Short task A - Name each place mentioned in the podcast transcript about a Georgia murder case, listing each one only once.
Short task B - Carry the podcast transcript about a Georgia murder case forward from its final sentence.

Selected passage -
__________________________________________________

That's not the scenario that we are presented with here, at least the way that it's been alleged. The fact that you have these two charges of felony murder speak to, I think, the caller's question a little bit better because if it was not an intentional act, in other words, if it was a punch or something that happened suddenly that really was not the defendant's intention when he entered the house, then

then the felony murder still gives them the life sentence that they may be seeking because felony murder and malice murder carry the same penalty, which is a life sentence in the state of Georgia. So if a jury can't believe that it was something that was done maliciously or intentionally, they can fall back and hang their hat on the felony murder counts. This is Dana calling from Memphis, and my question is,

What involvement does Tara's family have in whether or not the death penalty is sought? Do they have any say in that, or is that totally up to the prosecutor and the VA or whomever? Thanks so much. The family has a lot of input into what decisions the prosecutor makes in this case.

They don't get the final say, but the Georgia Crime Victims Bill of Rights requires the district attorney to keep them in the loop. They have to be consulted. If there's going to be a plea deal, then they will have to be part of that discussion. The district attorney will most certainly take their wishes and their desires into account. At the end of the day, the decision is for the DA to make.

But as a practical matter, in cases like this, the DA will usually defer to the wishes, at least in large part, of the victim's family.

And under the Crime Victims Bill of Rights, they literally have to include them in the process of the decision making. For example, if they decide we're going to cut you a deal, Mr. Duke, and we're going to take the death penalty off the table, we're even going to possibly take life without parole off the table if you'll enter a plea of guilty to murder and accept a life sentence with the possibility of parole.

It's not beyond the realm of possibility that the charges could even be reduced even further. But again, that would all be something that the DA would decide after full consultation with the family. My name is Rebecca from Jacksonville, Florida, and I have a question regarding the reveal of Brooks' conversations with you on the most recent podcast.

If Brooke was the one who told her mother about Bozer's deal of disposing of Tara's body, and then her mother inevitably told the police about it, wouldn't it be safe to assume that Brooke will be a witness called at trial? And if she is, wouldn't her discussing the case be violating the gag order? I believe it was said on one of the previous podcasts that the gag order restrictions were loosened, but it seems like this would definitely be breaking any restrictions that are in place. Okay.

Just curious to get your insight on this. Thank you so much. Bye. Yes, it does seem very likely that Brooke and her mother may very well be witnesses if there's any trial in the case. These discussions, however, that were had and any information that may have been revealed earlier in the process could have predated any gag order.

__________________________________________________

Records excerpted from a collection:

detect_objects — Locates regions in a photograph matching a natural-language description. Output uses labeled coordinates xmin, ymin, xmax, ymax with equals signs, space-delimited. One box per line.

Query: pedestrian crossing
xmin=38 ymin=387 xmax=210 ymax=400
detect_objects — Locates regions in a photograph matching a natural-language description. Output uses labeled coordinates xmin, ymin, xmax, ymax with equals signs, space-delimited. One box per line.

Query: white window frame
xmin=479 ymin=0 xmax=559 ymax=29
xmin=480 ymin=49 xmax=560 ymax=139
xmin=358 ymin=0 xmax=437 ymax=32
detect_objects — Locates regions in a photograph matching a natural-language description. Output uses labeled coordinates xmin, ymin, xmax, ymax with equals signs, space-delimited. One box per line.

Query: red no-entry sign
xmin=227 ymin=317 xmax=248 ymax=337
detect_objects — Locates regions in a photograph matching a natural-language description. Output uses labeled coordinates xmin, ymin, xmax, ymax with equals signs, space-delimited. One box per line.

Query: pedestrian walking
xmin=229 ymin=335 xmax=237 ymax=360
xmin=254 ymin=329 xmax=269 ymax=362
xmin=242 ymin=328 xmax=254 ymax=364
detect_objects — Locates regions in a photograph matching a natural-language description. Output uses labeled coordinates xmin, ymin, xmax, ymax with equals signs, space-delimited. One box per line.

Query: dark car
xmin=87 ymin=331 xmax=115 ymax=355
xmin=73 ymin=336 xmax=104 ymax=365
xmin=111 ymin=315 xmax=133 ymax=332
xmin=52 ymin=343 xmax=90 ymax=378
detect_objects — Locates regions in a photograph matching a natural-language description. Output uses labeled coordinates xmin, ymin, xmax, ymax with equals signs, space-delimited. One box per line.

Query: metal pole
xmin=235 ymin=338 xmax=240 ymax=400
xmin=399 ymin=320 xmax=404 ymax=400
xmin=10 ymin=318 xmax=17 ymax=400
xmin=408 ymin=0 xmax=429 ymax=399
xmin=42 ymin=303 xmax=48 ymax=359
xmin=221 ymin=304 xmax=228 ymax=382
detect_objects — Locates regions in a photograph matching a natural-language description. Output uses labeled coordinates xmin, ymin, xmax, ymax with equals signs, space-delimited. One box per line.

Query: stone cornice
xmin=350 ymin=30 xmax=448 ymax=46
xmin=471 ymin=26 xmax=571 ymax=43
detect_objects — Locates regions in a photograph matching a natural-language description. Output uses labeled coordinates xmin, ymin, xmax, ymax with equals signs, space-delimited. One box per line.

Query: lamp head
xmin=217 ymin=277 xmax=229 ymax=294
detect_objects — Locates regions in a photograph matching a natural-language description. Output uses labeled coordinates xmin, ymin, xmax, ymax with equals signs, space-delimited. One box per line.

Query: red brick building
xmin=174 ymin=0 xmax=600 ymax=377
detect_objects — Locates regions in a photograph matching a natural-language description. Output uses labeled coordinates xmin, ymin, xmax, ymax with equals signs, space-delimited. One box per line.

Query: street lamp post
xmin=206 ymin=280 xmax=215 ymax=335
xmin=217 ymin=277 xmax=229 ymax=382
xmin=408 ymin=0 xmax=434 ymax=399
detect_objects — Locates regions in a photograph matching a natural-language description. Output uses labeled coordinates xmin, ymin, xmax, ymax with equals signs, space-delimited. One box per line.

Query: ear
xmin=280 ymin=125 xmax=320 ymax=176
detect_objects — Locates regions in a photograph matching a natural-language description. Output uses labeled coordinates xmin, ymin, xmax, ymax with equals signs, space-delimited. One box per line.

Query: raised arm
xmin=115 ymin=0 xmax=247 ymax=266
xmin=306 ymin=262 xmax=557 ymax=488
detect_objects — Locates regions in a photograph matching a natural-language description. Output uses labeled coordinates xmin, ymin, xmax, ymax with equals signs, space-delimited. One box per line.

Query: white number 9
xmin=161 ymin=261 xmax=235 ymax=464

__________________________________________________

Right answer A - Georgia, Memphis, Jacksonville, Florida

Right answer B -
And the gag order as amended is limited to the parties to the case, the two defendants, their lawyers, their legal team, law enforcement officers, both past and present, who may be involved in the case.

witnesses themselves are not really determined until there's a witness list prepared by the DA. So I would suspect that they're going to be witnesses, but anything that they may be discussing like this does not appear to be a violation of the current gag order.

Bearing in mind that the defendants themselves, Bo Dukes and Ryan Duke, they are covered by the gag order. And if they say anything in violation of the gag order, they could be held accountable and potentially subject to contempt of court.

Hey guys, listen, this is Chris in Raleigh, North Carolina. And I have a question about Ryan's plea by making the statement that he is not guilty. Is it possible that he's really saying with his counsel, look, I did do this. And then his counsel was saying, but we're going to plead not guilty.

That way we have to have a trial. That way we can bring Bo in. That way we can bring in other people if we need to, to confuse the evidence, to cloudy it all up in the hopes that Ryan gets a lesser sentence. Keep up the good work, guys. Thanks. The entry of the not guilty plea is really what was expected to happen.

It really just preserved the defendant's rights, including his right to a trial, until his lawyer was able to go through and digest all of the evidence in the case. It would be malpractice really not to do that. We don't know what may or may not be going on in terms of discussions between his counsel and himself, and we really shouldn't know those things yet.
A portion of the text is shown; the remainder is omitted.